ERFORDERLICHE HANDLUNG 1 → Übersetze den Satz „Der prominenteste Gast ist Rio de Janeiros Bürgermeister Marcelo Crivella.“ aus dem Text über die Kommunalwahl in Rio de Janeiro ins Englische.
ERFORDERLICHE HANDLUNG 2 → Führe den Text über die Kommunalwahl in Rio de Janeiro im Anschluss an seinen letzten Satz weiter.

ANGEZEIGTER TEXT →

Rund 100 Unterstützer haben sich im kleinen, schmucklosen Raum des Hotels an der Copacabana versammelt. Die Klimaanlage läuft, die Fenster sind trotzdem offen: Corona. Der prominenteste Gast ist Rio de Janeiros Bürgermeister Marcelo Crivella. Ein ehemaliger evangelikaler Bischof und der Verbündete des rechtspopulistischen Präsidenten Jair Bolsonaro in der Stadt, die als eine der wichtigsten Machtfundamente von Bolsonaro gilt.
Doch die Umfragen für die (landesweiten) Kommunalwahlen am Sonntag sind schlecht, Crivella liegt weit hinter Eduardo Paes zurück. Der gilt als Mann der Mitte. Crivella hat keine große Erfolgsbilanz vorzuweisen, also schimpft er über die Medien.

BEREITGESTELLTE DATEN →

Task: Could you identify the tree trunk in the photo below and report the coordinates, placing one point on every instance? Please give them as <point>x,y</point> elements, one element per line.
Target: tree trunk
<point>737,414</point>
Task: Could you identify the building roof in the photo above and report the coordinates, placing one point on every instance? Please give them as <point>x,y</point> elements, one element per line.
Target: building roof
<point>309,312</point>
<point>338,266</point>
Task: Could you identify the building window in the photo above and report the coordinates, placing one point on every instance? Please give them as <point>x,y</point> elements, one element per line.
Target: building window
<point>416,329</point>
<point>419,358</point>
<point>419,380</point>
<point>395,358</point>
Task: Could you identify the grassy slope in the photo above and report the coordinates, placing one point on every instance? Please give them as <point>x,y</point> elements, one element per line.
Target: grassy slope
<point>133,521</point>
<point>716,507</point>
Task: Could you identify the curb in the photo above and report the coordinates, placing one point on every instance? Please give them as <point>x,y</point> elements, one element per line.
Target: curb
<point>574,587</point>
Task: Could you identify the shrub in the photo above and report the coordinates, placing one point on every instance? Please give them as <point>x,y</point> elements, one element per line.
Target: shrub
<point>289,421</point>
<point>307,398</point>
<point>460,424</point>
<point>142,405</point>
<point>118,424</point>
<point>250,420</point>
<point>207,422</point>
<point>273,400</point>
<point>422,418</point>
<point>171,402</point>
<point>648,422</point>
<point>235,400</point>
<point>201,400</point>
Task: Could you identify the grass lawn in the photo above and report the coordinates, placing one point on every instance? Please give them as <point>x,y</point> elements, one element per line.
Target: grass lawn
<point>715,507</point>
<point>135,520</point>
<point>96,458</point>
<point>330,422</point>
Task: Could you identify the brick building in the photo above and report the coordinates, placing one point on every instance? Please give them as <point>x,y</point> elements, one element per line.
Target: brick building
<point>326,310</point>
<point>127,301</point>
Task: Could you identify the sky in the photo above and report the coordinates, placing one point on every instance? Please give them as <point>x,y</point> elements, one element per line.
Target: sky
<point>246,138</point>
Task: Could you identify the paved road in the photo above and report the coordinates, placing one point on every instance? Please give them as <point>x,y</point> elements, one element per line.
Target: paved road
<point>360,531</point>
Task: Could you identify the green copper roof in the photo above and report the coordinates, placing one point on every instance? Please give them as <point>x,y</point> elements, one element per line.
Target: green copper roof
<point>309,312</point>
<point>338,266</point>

ANTWORT 1 → The most prominent guest is Rio de Janeiro's mayor, Marcelo Crivella.

ANTWORT 2 →
„Globo ist Müll“, ruft er unter dem Jubel der handverlesenen Anhänger und meint damit den größten brasilianischen Medienkonzern Globo. Crivellas Kampagne zündet nicht richtig. Zudem ist die Angst im rechtskonservativen Lager groß, dass dem Bolsonaro-Lager das droht, was Donald Trump in den USA widerfahren ist: Eine Niederlage. Unsicherheit macht sich breit.
Eine, die gekommen ist, um Crivella und damit auch Bolsonaro zu unterstützen ist Vanessa Silva. Sie wird als eine der wenigen Afro-Brasilianerinnen, die zur Veranstaltung gekommen ist, schnell zur meist fotografierten Frau des Abends. Jeder möchte ein Bild mit ihr posten, offenbar als Beleg, dass die brasilianische Rechte eben nicht rassistisch sei, wie ihr immer wieder vorgeworfen wird.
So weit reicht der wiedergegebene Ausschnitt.